--- What the task asks ---
Which lines in the items below contain the word "Trace"? Copy each of those lines in full.

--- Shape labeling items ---
^^^^^^^^^^^^^^^^
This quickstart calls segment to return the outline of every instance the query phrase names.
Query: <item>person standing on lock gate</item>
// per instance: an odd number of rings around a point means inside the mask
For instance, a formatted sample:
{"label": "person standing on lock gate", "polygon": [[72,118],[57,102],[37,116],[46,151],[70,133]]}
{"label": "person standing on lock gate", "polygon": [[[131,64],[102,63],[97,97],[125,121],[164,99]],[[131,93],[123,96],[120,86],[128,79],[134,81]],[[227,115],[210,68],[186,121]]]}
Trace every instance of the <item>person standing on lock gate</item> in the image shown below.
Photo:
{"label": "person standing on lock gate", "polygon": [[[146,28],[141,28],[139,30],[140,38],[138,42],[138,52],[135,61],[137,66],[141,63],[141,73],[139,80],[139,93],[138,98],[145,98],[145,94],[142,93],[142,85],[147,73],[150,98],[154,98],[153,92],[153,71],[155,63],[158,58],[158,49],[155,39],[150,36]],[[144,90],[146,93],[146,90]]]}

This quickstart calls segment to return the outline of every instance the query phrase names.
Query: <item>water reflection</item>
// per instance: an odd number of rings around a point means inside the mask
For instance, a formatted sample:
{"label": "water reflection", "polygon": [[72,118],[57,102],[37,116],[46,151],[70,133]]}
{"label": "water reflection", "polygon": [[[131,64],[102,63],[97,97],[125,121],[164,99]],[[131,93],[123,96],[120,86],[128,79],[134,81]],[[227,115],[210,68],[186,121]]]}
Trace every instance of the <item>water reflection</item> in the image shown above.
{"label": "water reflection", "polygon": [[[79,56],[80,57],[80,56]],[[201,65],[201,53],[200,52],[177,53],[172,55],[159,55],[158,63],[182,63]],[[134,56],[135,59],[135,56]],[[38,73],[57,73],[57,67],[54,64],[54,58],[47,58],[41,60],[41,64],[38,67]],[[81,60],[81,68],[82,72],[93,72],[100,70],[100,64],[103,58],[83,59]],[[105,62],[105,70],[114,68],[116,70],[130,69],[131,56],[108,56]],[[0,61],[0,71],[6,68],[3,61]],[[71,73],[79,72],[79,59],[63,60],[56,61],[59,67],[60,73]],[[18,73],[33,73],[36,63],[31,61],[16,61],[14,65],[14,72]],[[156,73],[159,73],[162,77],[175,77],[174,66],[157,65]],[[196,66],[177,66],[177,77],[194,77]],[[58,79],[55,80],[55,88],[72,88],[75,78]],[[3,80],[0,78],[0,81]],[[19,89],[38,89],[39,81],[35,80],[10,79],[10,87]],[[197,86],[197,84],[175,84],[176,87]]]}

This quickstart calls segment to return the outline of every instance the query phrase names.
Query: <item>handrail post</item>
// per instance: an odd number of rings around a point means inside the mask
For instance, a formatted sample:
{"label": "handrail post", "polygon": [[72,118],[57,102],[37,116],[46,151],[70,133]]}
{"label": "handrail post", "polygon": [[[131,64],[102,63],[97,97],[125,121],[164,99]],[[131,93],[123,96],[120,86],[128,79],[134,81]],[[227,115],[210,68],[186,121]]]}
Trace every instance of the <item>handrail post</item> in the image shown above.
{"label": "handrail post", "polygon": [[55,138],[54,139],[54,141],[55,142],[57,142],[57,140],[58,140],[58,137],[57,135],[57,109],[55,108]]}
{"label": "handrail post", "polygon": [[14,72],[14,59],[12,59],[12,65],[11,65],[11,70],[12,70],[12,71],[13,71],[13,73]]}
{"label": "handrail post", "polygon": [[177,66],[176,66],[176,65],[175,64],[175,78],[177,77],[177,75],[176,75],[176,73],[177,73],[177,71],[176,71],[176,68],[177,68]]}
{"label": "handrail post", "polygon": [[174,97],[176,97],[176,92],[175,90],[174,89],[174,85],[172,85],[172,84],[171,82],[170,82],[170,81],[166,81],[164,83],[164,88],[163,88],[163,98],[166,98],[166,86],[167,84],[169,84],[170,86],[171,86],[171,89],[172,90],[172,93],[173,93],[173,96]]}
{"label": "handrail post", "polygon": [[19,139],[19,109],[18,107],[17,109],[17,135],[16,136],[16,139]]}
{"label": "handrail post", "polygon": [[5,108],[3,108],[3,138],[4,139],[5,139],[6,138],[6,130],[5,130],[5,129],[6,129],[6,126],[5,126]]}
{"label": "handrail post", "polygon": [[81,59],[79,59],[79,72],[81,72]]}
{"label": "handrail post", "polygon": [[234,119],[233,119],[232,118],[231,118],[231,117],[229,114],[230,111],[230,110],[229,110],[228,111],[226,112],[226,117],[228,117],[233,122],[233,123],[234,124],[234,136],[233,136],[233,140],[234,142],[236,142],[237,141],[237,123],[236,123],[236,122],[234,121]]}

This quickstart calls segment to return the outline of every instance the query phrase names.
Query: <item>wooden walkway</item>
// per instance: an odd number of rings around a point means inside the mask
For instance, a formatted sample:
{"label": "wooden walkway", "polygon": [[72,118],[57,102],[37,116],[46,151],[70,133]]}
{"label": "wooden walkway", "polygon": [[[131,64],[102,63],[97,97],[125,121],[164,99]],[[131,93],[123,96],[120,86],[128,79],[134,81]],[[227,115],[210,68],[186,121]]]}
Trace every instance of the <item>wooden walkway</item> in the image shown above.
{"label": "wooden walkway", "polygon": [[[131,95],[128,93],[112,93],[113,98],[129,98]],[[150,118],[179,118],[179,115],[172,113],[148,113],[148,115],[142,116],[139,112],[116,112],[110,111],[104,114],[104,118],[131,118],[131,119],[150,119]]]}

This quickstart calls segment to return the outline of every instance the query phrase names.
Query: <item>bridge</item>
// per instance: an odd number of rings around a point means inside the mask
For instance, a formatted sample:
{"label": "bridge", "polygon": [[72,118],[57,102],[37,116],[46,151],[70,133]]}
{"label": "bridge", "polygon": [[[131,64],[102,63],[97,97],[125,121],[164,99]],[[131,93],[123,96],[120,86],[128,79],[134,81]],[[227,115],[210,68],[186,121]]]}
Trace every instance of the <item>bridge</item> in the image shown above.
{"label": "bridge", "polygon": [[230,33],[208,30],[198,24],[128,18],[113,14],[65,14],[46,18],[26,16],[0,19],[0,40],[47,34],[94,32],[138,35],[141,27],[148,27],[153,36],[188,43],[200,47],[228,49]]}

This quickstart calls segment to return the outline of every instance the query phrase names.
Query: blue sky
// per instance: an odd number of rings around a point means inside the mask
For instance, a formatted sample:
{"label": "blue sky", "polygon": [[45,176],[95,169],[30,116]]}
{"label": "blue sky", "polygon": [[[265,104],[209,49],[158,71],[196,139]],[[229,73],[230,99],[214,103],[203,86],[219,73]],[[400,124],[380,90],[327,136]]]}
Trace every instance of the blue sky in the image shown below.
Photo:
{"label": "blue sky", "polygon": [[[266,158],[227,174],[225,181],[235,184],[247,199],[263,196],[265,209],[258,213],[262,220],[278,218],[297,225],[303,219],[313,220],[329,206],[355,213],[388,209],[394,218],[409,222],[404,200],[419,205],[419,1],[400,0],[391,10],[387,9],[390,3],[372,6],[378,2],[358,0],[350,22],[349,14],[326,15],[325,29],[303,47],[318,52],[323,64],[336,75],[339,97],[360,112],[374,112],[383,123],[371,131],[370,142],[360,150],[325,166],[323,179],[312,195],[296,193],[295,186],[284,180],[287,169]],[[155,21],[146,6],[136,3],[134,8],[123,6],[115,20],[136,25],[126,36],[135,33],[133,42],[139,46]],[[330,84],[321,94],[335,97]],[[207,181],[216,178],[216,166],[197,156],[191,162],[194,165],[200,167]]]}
^^^^^^^^^^^^^^^^
--- Final answer ---
Trace every instance of the <item>person standing on lock gate</item> in the image shown below.
Trace every instance of the <item>water reflection</item> in the image shown above.
Trace every instance of the <item>handrail post</item> in the image shown above.
Trace every instance of the <item>wooden walkway</item> in the image shown above.
Trace every instance of the <item>bridge</item> in the image shown above.
Trace every instance of the blue sky in the image shown below.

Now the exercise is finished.